Give back exactly the lines that run from the line containing "# point at: the black metal" through the end of the listing below. Leave out every other line.

═════ The records

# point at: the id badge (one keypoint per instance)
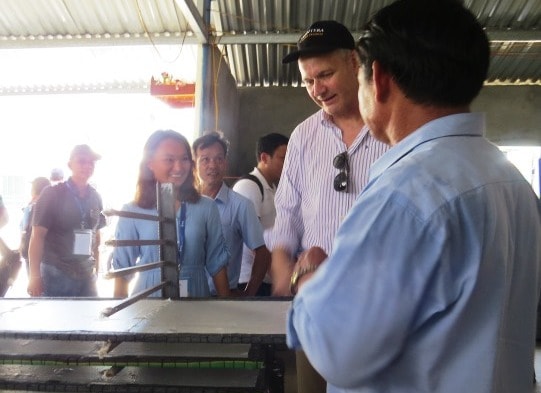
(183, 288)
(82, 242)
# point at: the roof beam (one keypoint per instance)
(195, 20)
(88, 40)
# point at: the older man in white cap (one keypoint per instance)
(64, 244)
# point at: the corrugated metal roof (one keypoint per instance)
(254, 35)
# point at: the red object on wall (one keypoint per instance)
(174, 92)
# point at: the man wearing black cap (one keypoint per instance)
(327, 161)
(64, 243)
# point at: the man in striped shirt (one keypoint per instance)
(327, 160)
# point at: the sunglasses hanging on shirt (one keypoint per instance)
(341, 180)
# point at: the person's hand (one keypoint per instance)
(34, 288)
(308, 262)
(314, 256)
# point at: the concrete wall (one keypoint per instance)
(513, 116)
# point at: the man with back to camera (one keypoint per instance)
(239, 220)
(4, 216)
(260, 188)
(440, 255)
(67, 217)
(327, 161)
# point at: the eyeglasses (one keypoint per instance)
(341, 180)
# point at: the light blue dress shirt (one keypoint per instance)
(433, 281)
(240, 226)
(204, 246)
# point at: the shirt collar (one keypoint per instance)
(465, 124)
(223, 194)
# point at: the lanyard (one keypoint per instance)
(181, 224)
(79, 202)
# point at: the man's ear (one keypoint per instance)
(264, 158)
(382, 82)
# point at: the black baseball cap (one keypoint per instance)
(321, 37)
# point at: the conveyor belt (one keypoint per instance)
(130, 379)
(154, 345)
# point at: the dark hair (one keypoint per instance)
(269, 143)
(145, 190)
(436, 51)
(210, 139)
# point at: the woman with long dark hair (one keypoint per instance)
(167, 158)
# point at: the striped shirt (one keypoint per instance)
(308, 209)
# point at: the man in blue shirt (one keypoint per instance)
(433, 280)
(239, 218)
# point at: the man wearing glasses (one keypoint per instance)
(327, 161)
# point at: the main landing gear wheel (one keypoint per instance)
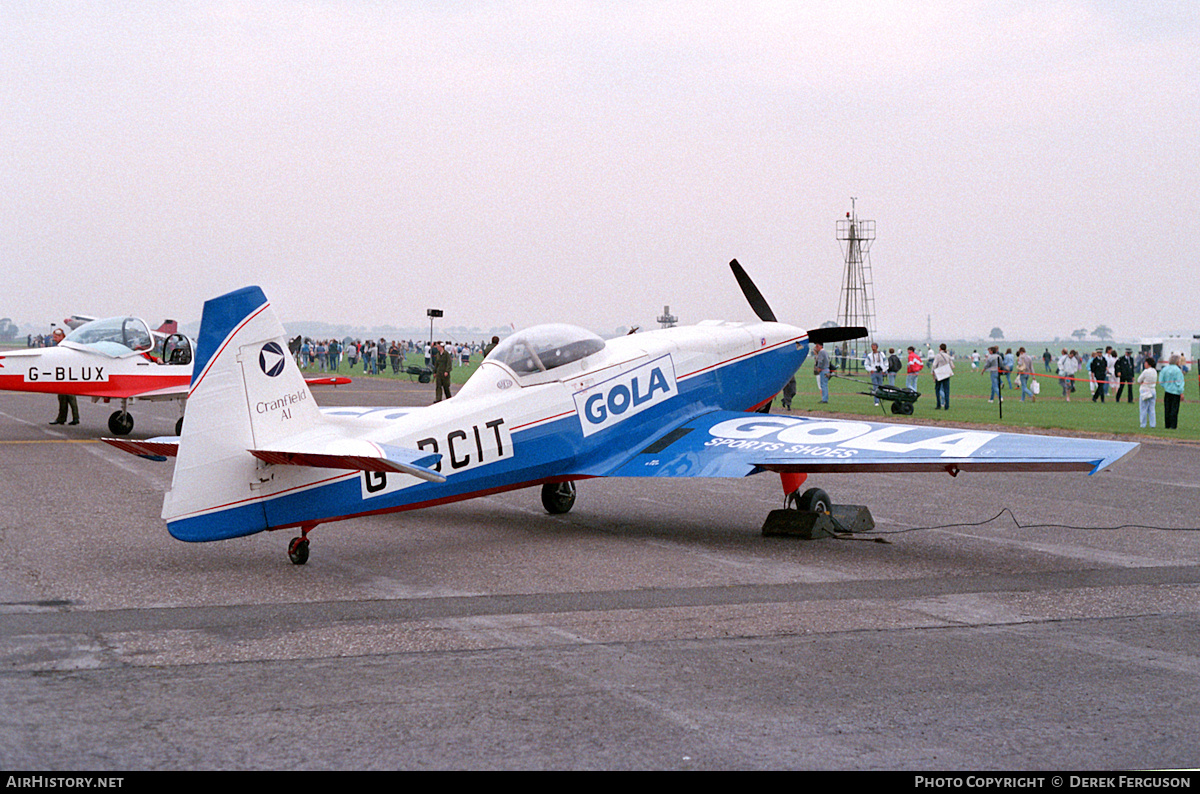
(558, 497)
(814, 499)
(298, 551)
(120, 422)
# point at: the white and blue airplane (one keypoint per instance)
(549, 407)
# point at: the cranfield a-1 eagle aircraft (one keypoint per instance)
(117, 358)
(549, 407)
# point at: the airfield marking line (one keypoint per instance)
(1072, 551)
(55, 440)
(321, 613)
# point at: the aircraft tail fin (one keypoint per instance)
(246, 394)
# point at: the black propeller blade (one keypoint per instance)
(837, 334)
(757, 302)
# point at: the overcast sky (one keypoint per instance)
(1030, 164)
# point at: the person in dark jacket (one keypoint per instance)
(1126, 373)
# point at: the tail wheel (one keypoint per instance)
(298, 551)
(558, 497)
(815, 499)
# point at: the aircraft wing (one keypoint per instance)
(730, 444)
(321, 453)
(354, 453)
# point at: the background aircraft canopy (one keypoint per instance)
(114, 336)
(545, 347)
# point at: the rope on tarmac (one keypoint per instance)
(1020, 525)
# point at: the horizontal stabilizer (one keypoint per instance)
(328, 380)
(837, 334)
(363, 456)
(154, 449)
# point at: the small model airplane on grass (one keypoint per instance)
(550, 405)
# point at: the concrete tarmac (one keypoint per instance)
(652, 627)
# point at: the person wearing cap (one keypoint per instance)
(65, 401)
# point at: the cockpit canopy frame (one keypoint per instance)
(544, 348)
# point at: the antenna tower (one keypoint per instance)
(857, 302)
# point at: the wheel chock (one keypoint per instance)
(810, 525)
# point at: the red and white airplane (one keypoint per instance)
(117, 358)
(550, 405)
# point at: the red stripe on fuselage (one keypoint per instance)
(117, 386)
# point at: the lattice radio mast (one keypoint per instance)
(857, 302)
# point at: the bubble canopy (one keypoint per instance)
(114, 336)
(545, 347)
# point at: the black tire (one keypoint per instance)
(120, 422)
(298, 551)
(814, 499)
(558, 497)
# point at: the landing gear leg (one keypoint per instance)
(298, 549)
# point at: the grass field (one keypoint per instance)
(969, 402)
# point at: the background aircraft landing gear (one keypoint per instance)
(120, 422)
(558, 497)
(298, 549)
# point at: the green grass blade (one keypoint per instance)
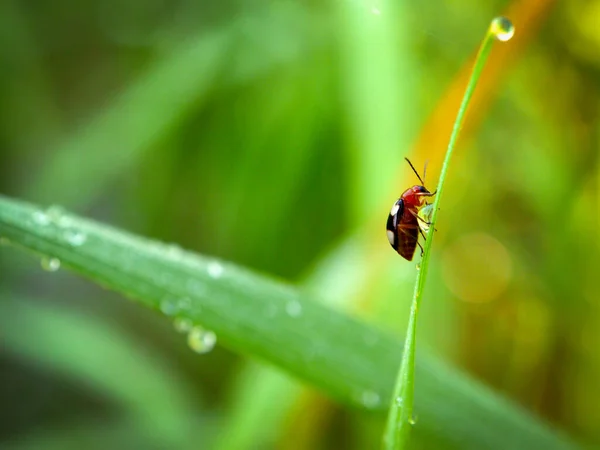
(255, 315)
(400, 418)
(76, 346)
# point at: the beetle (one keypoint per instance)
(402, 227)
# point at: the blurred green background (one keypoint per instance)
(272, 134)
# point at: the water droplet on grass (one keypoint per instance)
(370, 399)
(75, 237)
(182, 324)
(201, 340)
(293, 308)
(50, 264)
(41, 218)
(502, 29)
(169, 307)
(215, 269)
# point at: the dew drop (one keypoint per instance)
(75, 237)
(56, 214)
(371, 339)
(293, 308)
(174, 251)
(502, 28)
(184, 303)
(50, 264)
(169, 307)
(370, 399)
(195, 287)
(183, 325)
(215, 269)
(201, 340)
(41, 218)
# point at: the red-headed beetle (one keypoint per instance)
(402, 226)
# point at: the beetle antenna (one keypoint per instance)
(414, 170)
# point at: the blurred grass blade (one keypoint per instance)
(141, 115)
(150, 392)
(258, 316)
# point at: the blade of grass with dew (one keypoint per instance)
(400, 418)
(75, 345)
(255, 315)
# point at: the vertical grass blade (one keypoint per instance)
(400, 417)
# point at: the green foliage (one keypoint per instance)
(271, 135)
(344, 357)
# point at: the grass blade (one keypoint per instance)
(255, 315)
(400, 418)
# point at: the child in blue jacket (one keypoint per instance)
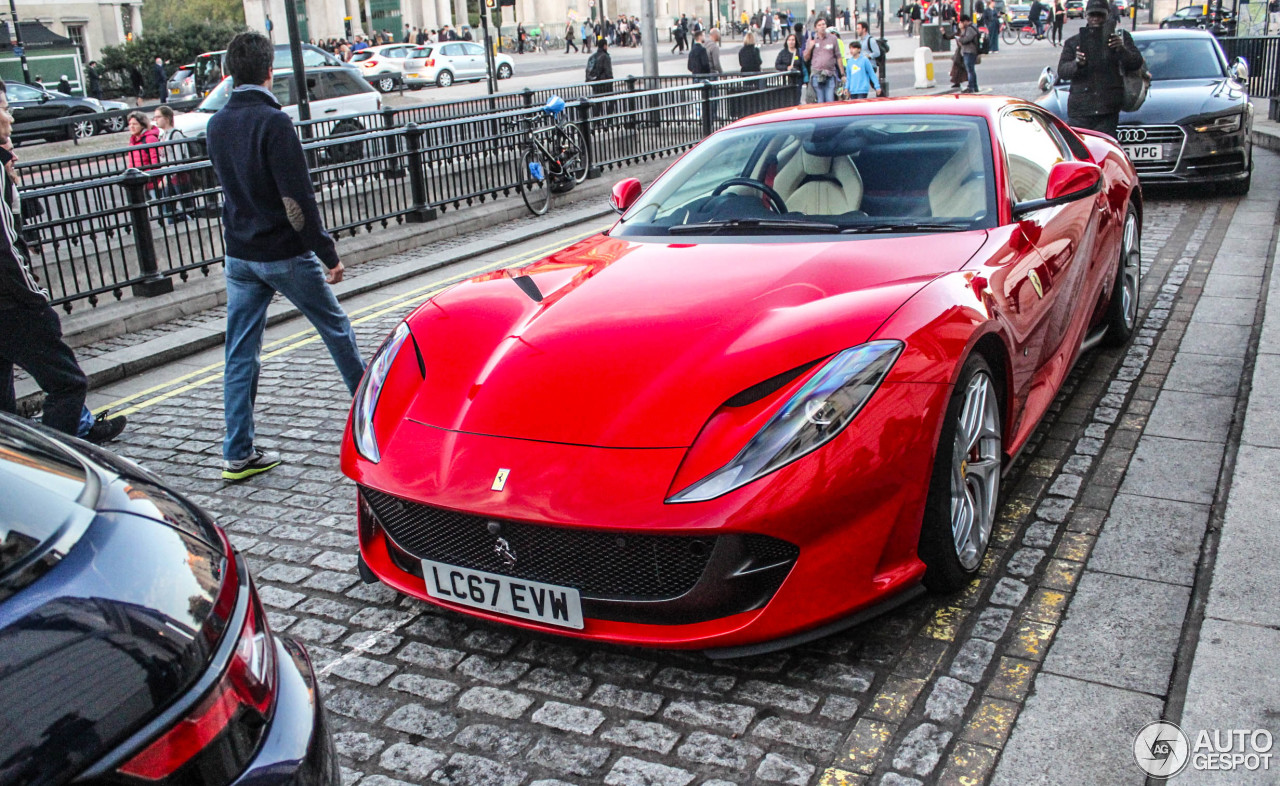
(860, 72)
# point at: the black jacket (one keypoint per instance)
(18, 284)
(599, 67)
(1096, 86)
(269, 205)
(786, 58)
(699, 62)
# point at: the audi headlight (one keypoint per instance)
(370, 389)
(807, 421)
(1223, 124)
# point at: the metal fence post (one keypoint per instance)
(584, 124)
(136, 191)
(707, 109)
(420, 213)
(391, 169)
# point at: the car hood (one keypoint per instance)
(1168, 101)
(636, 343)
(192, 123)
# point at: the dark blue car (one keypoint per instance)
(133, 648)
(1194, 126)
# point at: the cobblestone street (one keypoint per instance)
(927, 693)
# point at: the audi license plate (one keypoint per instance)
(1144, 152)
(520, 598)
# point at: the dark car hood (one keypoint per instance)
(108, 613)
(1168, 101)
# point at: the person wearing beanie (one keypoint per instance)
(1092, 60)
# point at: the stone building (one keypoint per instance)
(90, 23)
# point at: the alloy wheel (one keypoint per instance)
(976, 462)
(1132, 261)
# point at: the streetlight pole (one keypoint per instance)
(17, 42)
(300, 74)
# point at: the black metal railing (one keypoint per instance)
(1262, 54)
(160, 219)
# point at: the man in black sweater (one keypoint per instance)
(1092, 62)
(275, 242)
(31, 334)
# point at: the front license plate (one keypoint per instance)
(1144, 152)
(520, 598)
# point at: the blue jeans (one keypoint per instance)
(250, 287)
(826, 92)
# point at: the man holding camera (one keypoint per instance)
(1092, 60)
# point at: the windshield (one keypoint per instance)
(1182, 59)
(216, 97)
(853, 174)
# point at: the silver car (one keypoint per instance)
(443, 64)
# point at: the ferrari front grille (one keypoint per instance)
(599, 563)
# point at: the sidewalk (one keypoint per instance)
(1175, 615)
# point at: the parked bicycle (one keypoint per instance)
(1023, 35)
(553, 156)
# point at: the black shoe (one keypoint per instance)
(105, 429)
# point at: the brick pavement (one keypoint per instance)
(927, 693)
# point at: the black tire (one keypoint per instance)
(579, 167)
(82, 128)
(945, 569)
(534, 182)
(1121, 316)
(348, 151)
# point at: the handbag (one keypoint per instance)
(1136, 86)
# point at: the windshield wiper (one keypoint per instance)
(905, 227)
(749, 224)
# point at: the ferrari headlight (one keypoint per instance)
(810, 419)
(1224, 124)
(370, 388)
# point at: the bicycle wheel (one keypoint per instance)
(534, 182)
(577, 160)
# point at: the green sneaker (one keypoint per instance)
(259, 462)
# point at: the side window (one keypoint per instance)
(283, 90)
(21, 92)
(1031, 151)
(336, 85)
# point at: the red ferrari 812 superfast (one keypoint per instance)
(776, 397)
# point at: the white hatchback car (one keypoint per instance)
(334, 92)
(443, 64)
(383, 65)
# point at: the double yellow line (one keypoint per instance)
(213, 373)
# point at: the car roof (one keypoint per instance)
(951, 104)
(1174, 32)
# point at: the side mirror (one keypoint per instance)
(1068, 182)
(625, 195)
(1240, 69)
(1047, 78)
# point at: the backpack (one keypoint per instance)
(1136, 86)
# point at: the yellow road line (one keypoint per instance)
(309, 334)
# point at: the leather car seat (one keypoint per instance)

══════════

* **Exercise output**
# point at: the black metal railing (one keypoint per instance)
(1262, 54)
(160, 219)
# point at: the man in black sweater (one keypoint per instance)
(1092, 62)
(275, 242)
(31, 334)
# point at: the front license plate (one keypoint per instance)
(1144, 152)
(520, 598)
# point at: the blue jeans (one keypoint per instance)
(250, 287)
(826, 92)
# point at: the man holding camera (one keypoint per instance)
(1092, 60)
# point at: the windshield (one keypoint per instance)
(1182, 59)
(216, 97)
(853, 174)
# point at: the silver car (one keypoint per instance)
(443, 64)
# point at: the ferrari front grille (one keypoint per instance)
(599, 563)
# point at: the sidewalk (one keypoint per instance)
(1175, 615)
# point at: the parked bicycle (one keypoint per instance)
(1023, 35)
(553, 156)
# point at: the black shoe (one keypoint per instance)
(105, 429)
# point at: the brick pavement (one keypoint per instance)
(927, 693)
# point at: the black tire (one keypoint per instance)
(579, 167)
(82, 128)
(945, 569)
(534, 182)
(1121, 316)
(348, 151)
# point at: the handbag (one keypoint per instance)
(1136, 86)
# point at: the windshield wiper (one keypoint per instance)
(905, 227)
(749, 224)
# point at: the ferrari headlight (one keypoint per instance)
(810, 419)
(1224, 124)
(370, 388)
# point at: the bicycle wheel (one keypoint per instance)
(534, 182)
(577, 160)
# point at: the green sneaker (one keypoint per instance)
(259, 462)
# point at: the side window (one keypoint per instance)
(283, 90)
(21, 92)
(1031, 151)
(336, 85)
# point at: the red ferrari 812 superfast (one keypoint per instance)
(776, 397)
# point at: the white hatchback car (one keypoint per instance)
(334, 92)
(443, 64)
(383, 65)
# point at: the double yellow line (one keypoint per instance)
(213, 373)
# point at: the car roof (one keypoint per instance)
(951, 104)
(1174, 32)
# point at: the side mirror (one keypoint per instance)
(1068, 182)
(625, 195)
(1240, 69)
(1047, 78)
# point at: the backpack (one keypoint per instance)
(1136, 86)
# point at: the yellow road line (one keypoint per instance)
(309, 334)
# point at: the leather car seat (one keypoint per instance)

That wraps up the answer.